● Your task
In the entries below, find every line with the string "corrugated" and copy it.

[Region pointing data]

# # # # # # #

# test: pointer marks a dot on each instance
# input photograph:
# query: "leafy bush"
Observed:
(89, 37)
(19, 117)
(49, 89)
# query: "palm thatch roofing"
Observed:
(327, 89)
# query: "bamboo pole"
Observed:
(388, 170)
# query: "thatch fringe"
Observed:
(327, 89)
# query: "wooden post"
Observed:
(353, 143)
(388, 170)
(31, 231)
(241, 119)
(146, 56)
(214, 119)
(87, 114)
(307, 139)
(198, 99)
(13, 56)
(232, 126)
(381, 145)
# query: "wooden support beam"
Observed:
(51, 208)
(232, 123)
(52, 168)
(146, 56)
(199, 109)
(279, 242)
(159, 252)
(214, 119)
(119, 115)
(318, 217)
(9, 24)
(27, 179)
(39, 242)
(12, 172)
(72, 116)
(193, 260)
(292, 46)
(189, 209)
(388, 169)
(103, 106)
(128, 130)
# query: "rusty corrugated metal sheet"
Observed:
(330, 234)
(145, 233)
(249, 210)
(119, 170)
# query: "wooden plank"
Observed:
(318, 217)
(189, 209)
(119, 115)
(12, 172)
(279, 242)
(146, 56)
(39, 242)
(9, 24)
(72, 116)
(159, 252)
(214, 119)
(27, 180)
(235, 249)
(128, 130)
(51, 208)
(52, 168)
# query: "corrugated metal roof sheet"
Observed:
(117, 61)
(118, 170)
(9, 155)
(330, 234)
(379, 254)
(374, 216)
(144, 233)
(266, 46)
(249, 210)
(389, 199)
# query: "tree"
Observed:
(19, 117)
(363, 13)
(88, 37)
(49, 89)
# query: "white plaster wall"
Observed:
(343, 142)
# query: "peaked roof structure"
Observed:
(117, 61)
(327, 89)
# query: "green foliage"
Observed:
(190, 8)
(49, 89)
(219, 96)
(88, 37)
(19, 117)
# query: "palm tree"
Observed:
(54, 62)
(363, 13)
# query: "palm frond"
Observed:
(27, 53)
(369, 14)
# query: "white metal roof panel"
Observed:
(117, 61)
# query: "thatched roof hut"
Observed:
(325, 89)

# # # # # # #

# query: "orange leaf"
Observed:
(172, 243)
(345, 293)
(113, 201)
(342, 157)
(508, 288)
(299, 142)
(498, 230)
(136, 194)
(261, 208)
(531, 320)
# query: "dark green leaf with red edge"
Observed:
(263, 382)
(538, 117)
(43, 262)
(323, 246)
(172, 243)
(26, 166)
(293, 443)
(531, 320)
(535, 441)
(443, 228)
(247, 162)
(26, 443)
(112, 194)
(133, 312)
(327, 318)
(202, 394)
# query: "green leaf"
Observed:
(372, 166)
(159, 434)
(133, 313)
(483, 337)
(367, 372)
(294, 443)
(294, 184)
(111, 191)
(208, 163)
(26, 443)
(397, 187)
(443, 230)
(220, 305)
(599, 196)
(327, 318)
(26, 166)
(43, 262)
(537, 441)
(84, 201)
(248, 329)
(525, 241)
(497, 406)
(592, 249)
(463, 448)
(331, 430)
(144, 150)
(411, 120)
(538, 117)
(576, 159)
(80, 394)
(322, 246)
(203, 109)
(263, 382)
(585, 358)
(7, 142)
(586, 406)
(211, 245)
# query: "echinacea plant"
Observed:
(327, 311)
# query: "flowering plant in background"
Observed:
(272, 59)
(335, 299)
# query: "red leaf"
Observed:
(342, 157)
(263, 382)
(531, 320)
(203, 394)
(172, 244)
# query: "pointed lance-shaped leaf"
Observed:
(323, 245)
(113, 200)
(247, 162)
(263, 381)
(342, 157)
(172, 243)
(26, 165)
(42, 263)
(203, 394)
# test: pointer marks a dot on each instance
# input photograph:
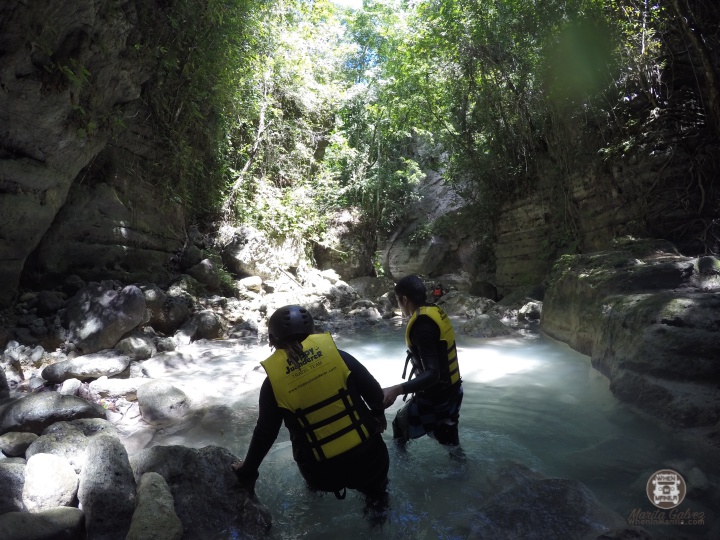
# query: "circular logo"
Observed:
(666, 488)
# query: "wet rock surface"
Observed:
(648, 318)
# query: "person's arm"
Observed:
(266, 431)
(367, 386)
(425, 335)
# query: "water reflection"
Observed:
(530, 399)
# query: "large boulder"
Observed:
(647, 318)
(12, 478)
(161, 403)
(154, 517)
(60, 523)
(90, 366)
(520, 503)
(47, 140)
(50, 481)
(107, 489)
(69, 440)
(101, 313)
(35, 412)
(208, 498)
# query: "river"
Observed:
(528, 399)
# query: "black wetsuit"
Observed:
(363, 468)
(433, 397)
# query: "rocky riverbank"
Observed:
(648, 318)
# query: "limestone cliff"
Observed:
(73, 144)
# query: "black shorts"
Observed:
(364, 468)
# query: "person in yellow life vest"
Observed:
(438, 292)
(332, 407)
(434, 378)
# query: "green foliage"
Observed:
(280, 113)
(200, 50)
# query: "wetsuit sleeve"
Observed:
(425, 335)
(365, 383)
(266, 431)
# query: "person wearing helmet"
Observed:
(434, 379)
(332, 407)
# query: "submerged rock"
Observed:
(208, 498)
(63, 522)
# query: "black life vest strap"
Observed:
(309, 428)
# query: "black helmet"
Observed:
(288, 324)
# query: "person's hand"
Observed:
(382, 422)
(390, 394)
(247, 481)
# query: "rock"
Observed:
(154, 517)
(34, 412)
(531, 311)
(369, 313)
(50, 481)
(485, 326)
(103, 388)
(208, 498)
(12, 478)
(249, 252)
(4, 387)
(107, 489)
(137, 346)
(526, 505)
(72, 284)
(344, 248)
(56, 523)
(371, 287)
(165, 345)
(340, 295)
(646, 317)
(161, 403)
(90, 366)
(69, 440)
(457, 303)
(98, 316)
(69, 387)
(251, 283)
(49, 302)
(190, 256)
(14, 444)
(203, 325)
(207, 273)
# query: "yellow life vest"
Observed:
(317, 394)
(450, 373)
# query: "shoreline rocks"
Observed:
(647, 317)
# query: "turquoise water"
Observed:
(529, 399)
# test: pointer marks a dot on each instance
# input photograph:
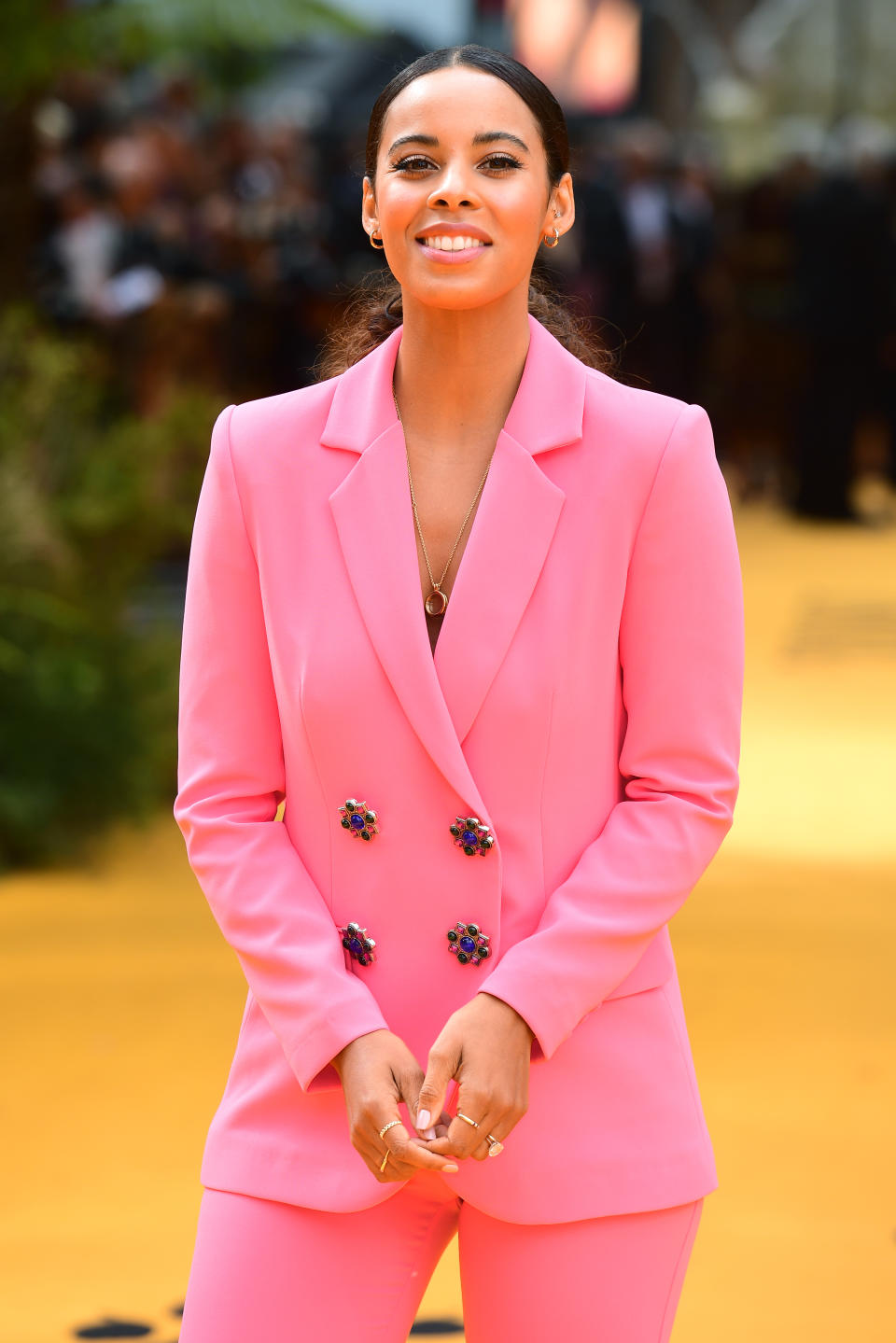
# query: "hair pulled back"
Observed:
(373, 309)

# # # # # # #

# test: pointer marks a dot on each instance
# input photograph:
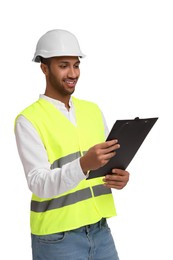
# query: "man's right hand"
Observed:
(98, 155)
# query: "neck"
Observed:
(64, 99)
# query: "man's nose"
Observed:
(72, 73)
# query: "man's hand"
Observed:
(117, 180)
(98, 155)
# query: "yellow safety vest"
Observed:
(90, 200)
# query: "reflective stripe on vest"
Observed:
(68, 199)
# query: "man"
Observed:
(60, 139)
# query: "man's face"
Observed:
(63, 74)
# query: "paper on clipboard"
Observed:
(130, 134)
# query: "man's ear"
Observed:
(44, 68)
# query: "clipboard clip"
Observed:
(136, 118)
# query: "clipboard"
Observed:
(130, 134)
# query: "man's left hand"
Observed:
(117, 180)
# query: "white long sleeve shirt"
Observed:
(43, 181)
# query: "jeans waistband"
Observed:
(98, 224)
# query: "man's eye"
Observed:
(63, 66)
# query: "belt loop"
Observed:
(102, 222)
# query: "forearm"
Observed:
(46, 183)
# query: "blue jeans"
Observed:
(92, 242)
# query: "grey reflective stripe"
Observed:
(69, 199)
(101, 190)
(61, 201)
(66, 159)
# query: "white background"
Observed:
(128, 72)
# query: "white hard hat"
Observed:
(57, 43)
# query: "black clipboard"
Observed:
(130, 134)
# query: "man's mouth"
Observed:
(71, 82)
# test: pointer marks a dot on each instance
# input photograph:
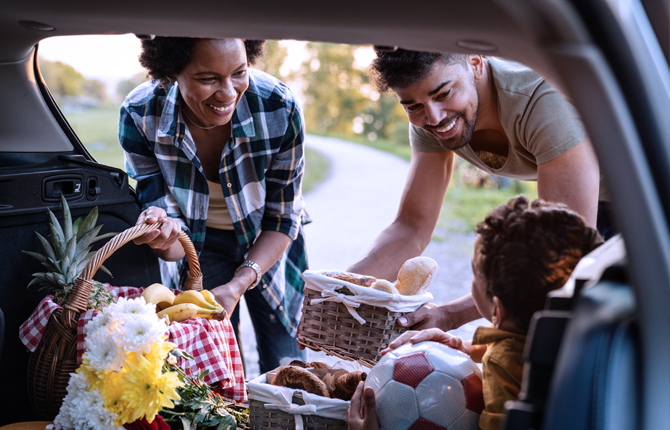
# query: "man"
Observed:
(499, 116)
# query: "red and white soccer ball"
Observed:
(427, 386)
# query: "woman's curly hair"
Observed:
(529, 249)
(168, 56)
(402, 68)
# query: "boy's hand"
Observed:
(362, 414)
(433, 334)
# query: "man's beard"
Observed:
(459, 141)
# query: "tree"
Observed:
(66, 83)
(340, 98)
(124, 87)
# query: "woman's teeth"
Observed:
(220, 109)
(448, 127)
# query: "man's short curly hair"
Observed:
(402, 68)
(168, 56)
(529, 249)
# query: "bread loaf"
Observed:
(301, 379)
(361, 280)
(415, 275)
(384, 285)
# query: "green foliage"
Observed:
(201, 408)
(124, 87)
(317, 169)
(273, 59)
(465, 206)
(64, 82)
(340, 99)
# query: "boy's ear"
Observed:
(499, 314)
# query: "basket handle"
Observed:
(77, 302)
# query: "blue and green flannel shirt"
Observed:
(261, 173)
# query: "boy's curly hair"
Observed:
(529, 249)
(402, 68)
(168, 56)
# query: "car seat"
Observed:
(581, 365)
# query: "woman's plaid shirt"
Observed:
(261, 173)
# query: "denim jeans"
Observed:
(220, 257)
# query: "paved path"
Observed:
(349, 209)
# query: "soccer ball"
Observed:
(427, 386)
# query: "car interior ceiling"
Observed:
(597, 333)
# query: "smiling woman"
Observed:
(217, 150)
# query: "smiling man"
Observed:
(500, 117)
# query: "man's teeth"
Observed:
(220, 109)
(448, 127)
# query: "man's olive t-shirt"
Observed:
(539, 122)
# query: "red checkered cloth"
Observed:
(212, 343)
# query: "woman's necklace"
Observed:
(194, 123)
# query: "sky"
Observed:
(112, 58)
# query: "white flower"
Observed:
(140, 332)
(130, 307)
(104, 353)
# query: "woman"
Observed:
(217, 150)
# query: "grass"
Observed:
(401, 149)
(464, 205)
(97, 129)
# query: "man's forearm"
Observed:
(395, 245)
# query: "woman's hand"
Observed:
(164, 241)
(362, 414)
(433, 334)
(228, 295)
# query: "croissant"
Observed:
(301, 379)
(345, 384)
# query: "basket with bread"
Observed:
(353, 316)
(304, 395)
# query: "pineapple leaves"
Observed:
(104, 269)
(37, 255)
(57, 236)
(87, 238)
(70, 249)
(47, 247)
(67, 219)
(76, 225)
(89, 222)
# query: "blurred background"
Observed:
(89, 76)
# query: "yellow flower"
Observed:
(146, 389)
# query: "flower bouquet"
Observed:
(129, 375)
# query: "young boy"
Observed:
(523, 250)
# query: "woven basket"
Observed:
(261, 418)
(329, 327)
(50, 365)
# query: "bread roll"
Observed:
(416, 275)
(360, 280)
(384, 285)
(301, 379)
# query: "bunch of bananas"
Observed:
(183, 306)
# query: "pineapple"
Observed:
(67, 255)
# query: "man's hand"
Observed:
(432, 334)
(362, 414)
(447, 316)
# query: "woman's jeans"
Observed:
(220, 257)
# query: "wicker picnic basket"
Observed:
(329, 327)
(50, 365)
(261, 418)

# # # # # # #

● Response for this exercise
# query: "rusty corrugated metal sheet"
# query: "corrugated metal roof sheet"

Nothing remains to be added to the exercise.